-- GOAL --
Rescale everything from the line containing "Exercise. Put one point on each instance of the grey" down to the line containing "point(244, 217)", writing out every line in that span, both ends included. Multiply each point coordinate by 2.55 and round to the nearest whole number, with halves rounded up.

-- A block of data --
↓↓↓

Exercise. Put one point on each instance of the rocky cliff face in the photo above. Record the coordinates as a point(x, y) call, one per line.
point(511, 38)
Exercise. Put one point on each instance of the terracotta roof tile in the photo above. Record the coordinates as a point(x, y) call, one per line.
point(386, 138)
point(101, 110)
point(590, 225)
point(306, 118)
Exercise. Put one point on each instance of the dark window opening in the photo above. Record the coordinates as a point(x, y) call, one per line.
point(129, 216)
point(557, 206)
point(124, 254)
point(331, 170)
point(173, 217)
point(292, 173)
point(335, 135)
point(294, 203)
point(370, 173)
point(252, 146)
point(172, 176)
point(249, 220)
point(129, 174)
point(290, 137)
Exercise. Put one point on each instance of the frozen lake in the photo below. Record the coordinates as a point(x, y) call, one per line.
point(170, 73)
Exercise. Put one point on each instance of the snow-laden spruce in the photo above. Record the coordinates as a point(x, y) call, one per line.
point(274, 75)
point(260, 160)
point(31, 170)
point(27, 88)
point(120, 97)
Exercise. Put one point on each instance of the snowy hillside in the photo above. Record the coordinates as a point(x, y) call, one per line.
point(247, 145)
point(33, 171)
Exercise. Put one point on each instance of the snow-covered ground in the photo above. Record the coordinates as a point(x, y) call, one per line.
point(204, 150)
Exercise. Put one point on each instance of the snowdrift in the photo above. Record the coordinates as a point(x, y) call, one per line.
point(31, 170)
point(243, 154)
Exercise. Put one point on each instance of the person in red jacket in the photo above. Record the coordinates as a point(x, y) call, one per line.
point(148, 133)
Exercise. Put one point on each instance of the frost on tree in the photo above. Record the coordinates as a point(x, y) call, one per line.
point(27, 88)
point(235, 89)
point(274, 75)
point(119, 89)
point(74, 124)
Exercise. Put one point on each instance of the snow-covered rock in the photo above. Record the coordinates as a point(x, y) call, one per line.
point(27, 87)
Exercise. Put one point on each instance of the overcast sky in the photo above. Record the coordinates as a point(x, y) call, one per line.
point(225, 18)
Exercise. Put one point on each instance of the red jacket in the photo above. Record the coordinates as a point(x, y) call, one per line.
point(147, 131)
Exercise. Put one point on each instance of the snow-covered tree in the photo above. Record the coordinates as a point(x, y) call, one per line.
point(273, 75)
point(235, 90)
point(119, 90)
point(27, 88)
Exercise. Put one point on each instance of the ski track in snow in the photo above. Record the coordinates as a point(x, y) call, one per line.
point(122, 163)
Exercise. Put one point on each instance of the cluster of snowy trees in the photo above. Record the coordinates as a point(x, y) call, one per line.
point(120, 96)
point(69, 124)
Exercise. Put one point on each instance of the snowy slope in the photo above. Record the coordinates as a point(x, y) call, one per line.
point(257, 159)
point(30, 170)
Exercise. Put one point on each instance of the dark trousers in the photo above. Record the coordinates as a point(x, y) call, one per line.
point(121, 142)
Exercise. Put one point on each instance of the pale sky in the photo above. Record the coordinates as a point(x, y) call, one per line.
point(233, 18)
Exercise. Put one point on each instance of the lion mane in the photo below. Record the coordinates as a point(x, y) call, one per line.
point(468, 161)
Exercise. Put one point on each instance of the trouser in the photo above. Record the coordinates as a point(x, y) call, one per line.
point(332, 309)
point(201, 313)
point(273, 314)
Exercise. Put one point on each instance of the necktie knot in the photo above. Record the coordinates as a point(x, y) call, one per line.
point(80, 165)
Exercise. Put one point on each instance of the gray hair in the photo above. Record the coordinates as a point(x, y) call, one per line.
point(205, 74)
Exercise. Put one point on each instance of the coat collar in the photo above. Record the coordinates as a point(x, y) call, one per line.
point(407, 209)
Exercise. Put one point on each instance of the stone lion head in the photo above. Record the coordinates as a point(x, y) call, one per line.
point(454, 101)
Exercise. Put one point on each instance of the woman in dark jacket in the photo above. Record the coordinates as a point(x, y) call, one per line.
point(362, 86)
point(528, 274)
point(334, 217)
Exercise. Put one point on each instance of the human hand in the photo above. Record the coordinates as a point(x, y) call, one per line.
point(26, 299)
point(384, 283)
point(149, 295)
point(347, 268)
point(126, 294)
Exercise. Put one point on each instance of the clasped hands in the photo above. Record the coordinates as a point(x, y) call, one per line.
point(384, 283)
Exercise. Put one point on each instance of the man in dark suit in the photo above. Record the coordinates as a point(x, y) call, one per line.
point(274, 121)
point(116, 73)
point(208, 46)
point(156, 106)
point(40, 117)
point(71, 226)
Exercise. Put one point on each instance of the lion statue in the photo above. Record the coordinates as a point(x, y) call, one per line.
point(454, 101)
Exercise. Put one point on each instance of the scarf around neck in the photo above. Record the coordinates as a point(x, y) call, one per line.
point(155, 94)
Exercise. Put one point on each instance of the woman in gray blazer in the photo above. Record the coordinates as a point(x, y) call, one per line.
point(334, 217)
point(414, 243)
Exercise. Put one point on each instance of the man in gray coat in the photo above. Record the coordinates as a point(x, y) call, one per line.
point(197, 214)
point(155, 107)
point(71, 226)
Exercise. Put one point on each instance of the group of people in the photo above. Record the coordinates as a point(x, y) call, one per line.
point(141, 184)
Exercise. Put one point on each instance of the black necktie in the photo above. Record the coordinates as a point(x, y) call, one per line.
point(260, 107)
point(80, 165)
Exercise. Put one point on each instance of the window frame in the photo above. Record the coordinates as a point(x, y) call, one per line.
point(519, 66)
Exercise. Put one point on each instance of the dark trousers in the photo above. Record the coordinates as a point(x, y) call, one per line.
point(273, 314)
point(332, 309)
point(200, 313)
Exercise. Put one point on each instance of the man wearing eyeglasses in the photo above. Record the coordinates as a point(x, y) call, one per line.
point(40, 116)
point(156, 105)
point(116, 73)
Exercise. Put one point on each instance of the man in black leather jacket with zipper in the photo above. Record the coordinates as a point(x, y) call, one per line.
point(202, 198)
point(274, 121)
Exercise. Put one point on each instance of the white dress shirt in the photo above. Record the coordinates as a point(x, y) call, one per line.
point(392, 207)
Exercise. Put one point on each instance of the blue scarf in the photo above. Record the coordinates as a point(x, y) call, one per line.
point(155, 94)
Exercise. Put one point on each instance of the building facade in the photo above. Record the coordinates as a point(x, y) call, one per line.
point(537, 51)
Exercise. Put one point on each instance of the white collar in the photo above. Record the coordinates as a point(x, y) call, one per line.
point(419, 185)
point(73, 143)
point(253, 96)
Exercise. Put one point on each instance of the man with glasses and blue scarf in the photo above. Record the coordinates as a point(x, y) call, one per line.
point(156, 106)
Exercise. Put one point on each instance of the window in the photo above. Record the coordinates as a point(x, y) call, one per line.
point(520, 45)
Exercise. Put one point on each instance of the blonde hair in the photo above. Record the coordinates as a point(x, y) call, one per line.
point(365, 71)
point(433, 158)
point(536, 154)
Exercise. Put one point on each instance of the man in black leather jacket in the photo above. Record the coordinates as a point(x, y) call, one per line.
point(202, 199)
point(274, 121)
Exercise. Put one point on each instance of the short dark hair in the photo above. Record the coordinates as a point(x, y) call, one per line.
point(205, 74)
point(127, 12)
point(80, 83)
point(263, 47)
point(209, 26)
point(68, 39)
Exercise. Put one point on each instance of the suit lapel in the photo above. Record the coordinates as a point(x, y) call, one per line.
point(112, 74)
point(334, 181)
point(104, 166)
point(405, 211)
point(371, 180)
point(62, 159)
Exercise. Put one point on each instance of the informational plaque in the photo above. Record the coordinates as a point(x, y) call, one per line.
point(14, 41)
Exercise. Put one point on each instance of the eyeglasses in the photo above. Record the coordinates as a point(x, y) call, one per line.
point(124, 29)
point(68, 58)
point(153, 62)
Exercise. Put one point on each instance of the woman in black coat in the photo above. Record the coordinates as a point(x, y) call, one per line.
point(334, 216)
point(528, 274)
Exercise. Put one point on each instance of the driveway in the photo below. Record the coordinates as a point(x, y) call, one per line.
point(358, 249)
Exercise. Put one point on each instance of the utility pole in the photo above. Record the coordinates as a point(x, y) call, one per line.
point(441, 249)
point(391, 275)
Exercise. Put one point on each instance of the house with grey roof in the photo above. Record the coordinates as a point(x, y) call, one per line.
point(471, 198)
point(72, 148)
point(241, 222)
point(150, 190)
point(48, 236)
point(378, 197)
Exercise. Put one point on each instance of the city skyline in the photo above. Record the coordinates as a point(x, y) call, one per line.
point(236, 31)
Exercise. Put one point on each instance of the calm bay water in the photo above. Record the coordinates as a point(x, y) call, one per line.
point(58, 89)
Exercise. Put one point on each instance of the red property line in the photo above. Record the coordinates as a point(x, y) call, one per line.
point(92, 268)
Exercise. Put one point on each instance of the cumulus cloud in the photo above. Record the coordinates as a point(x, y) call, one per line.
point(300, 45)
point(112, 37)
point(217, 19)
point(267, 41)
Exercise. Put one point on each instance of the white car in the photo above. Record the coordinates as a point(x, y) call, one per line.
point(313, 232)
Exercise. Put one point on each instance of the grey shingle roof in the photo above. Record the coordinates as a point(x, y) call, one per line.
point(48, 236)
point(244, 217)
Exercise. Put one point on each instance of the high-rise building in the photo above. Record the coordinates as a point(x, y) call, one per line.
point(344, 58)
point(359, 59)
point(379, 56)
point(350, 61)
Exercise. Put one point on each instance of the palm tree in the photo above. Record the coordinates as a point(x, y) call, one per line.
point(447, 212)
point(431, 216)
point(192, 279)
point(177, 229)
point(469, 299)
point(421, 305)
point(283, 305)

↑↑↑

-- CORRECT ANSWER --
Exercise. Put one point on each instance of the grey shingle roof in the photo above. Record the coordinates as a point(x, y) call, one per line.
point(122, 602)
point(622, 553)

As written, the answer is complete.